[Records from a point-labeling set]
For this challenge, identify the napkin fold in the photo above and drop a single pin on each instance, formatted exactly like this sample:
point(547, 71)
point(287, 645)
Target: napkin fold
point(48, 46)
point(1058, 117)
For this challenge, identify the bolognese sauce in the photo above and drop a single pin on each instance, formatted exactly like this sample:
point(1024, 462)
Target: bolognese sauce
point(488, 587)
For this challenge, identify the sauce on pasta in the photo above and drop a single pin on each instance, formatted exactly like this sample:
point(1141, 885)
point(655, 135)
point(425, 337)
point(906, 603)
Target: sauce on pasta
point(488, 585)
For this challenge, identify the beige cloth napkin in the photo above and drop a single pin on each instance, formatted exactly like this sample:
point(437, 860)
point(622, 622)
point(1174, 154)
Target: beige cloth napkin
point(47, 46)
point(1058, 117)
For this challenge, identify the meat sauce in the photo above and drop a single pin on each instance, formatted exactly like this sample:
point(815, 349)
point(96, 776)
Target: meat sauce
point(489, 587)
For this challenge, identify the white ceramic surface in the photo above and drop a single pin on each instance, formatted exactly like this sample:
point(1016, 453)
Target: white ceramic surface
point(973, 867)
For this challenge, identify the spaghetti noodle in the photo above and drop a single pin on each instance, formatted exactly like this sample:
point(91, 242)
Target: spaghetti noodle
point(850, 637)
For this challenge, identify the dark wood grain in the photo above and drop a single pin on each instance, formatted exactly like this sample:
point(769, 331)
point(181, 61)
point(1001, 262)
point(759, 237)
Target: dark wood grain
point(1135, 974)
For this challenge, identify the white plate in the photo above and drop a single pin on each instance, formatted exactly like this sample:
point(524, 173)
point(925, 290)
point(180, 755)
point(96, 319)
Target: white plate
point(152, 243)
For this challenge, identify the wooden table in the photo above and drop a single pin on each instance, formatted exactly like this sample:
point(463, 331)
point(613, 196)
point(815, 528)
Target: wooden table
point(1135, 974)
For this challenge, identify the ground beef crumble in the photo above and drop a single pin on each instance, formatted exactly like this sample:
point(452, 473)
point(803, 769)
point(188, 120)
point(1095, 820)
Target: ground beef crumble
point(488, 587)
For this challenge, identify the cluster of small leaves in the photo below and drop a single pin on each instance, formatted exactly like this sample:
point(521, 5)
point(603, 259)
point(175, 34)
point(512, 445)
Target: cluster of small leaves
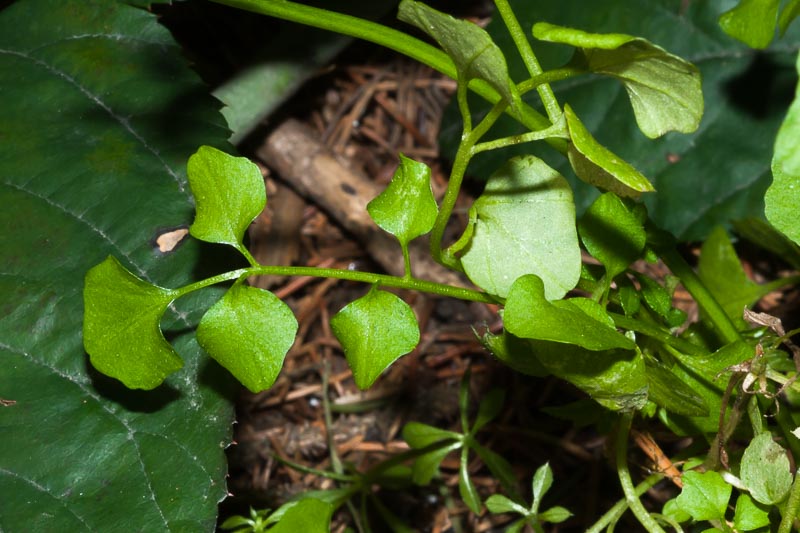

**Required task:**
Copy the records again, requests included, starting with the line containing "For this challenge, identify the meat" and going on through the line containing "point(850, 637)". Shift each coordinate in the answers by adding 98 to it, and leave the coordinates in the format samples unchanged.

**In response:**
For this challenge, identify the meat sauce in the photo above and drop a single pin on each instance, formatted exactly like this sample:
point(815, 349)
point(96, 776)
Target: meat sauce
point(587, 685)
For this challenge, identify the white ceramic surface in the photo above and drop a single pin on each instance, formatted exactly like this sample:
point(1016, 453)
Target: white ceramic surface
point(1071, 965)
For this challenge, identify the spaghetti noodle in the photo above and drop a single pin on each instance, formatted exactly like this sample:
point(91, 242)
Target: spaghetti noodle
point(948, 735)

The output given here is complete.